### Materials provided ###
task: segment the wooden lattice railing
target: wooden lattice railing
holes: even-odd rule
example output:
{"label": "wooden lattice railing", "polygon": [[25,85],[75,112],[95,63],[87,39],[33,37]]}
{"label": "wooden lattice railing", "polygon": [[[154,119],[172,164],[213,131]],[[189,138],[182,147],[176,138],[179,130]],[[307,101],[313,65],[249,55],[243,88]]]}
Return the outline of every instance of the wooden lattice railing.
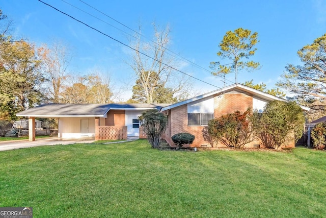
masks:
{"label": "wooden lattice railing", "polygon": [[98,140],[127,139],[127,127],[100,126]]}

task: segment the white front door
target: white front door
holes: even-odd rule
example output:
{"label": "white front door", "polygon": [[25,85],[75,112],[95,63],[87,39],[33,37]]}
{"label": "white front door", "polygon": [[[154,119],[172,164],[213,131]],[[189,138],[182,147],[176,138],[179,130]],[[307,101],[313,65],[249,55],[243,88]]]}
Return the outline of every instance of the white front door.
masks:
{"label": "white front door", "polygon": [[89,120],[88,119],[80,119],[80,133],[89,132]]}
{"label": "white front door", "polygon": [[127,126],[127,135],[130,136],[139,136],[139,120],[138,117],[142,114],[143,111],[126,110],[126,126]]}

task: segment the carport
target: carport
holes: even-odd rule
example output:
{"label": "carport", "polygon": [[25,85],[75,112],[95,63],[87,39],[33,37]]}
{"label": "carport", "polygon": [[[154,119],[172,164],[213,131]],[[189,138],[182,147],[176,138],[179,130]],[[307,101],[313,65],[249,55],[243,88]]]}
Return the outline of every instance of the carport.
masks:
{"label": "carport", "polygon": [[35,140],[35,117],[58,119],[59,138],[95,137],[110,110],[107,104],[47,104],[17,113],[29,119],[29,140]]}

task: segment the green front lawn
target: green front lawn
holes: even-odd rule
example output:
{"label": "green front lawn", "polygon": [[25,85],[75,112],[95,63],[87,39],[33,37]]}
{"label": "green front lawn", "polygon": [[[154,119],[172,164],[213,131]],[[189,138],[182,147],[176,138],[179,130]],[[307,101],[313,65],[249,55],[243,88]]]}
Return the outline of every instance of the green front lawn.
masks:
{"label": "green front lawn", "polygon": [[[35,136],[36,138],[47,138],[50,137],[48,135],[40,135],[38,136]],[[24,137],[18,137],[17,136],[15,137],[0,137],[0,141],[11,141],[13,140],[22,140],[22,139],[28,139],[28,136],[24,136]]]}
{"label": "green front lawn", "polygon": [[326,152],[150,148],[139,140],[0,152],[0,207],[35,217],[324,217]]}

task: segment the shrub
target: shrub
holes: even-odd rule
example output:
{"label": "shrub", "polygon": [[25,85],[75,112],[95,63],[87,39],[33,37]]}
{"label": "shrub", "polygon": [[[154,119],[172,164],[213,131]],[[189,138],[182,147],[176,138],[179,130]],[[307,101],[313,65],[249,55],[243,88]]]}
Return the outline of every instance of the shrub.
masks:
{"label": "shrub", "polygon": [[5,136],[6,133],[11,130],[12,124],[7,120],[0,120],[0,136]]}
{"label": "shrub", "polygon": [[167,116],[156,109],[151,109],[143,113],[139,120],[152,148],[158,148],[161,137],[167,128]]}
{"label": "shrub", "polygon": [[277,149],[293,134],[294,142],[301,137],[305,117],[295,103],[274,101],[265,106],[262,113],[254,111],[252,122],[265,148]]}
{"label": "shrub", "polygon": [[177,149],[180,149],[183,144],[192,144],[195,140],[195,136],[190,133],[182,132],[174,135],[172,140],[177,145]]}
{"label": "shrub", "polygon": [[250,118],[251,110],[243,113],[236,111],[208,122],[208,133],[215,142],[219,141],[229,147],[242,149],[254,139]]}
{"label": "shrub", "polygon": [[311,139],[316,149],[322,150],[326,145],[326,123],[319,123],[311,130]]}

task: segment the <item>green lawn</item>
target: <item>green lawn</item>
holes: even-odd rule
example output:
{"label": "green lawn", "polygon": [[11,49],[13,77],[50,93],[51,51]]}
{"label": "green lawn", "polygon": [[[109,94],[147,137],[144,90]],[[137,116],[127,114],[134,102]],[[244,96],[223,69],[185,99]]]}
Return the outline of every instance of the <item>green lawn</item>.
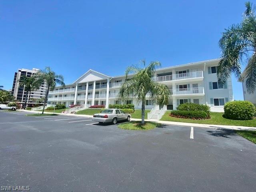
###
→ Aim
Gather every line of the material that contains the word "green". The match is case-sensitive.

→ Result below
task: segment the green front lawn
target: green front lawn
{"label": "green front lawn", "polygon": [[25,85],[75,112],[95,63],[87,39],[33,37]]}
{"label": "green front lawn", "polygon": [[[154,119],[172,164],[213,131]],[[189,138],[182,147],[176,138],[179,130]],[[307,101],[313,65],[249,55],[243,88]]]}
Return the outline of every instance of the green front lawn.
{"label": "green front lawn", "polygon": [[[35,136],[36,138],[47,138],[50,137],[48,135],[40,135],[38,136]],[[24,137],[18,137],[17,136],[15,137],[0,137],[0,141],[11,141],[13,140],[22,140],[22,139],[28,139],[28,136],[24,136]]]}
{"label": "green front lawn", "polygon": [[326,152],[150,148],[139,140],[0,152],[0,207],[35,217],[324,217]]}
task: segment the <item>green lawn</item>
target: <item>green lawn</item>
{"label": "green lawn", "polygon": [[11,49],[13,77],[50,93],[51,51]]}
{"label": "green lawn", "polygon": [[[109,94],[147,137],[144,90]],[[137,116],[127,114],[134,102]],[[244,96],[223,69],[185,99]]]}
Return the outline of every instance of the <item>green lawn</item>.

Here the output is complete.